Information supplied below:

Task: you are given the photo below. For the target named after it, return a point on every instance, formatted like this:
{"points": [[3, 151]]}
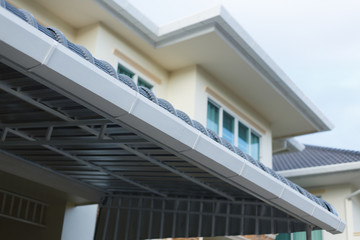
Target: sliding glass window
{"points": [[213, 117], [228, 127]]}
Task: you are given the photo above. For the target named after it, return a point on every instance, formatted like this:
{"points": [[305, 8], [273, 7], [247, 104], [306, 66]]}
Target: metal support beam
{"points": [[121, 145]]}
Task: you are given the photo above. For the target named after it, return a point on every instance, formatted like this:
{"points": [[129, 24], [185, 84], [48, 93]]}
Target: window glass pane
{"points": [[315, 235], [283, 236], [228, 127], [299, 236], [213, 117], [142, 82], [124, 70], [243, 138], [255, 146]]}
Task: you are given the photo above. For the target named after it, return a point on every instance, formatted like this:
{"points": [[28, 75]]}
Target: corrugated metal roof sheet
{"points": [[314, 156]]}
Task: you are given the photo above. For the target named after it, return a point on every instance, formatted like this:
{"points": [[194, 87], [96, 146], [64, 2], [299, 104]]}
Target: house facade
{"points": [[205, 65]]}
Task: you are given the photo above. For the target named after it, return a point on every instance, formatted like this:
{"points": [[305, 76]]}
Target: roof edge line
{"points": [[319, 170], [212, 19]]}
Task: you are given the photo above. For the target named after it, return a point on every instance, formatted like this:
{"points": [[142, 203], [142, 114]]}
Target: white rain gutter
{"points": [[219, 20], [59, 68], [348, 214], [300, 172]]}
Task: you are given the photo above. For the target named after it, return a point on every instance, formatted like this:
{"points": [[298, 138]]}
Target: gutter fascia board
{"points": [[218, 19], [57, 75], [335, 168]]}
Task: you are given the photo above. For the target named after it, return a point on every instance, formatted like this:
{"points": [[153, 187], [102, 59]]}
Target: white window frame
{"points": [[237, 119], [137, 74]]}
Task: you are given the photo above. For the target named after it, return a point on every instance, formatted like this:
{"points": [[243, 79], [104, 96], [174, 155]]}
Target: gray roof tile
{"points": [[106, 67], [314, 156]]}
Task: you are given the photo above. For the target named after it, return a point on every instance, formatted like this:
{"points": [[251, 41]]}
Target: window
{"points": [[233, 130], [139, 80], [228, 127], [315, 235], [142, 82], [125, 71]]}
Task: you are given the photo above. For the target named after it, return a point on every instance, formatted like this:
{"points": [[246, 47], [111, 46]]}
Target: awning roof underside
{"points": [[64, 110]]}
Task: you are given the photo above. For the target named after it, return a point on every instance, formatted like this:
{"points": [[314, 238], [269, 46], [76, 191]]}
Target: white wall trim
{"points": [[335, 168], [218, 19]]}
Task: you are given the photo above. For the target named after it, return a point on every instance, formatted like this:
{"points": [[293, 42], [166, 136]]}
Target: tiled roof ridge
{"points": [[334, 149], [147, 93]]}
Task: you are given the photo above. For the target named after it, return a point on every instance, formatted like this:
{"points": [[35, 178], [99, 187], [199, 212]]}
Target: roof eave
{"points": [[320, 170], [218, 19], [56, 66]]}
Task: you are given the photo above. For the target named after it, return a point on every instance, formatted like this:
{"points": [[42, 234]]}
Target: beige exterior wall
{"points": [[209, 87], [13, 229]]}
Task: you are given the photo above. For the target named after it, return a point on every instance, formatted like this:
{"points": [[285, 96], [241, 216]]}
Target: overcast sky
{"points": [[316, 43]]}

End of Information supplied.

Assignment. Take the line containing "Target: beige exterior wall" and each line after it up to the last line of the listing, and print them exactly.

Task solution.
Target: beige exterior wall
{"points": [[209, 87], [13, 229]]}
Task: you are given the photo above. For the target named after it, return a point on every instance, formatted like this:
{"points": [[285, 96], [241, 216]]}
Target: overcast sky
{"points": [[316, 43]]}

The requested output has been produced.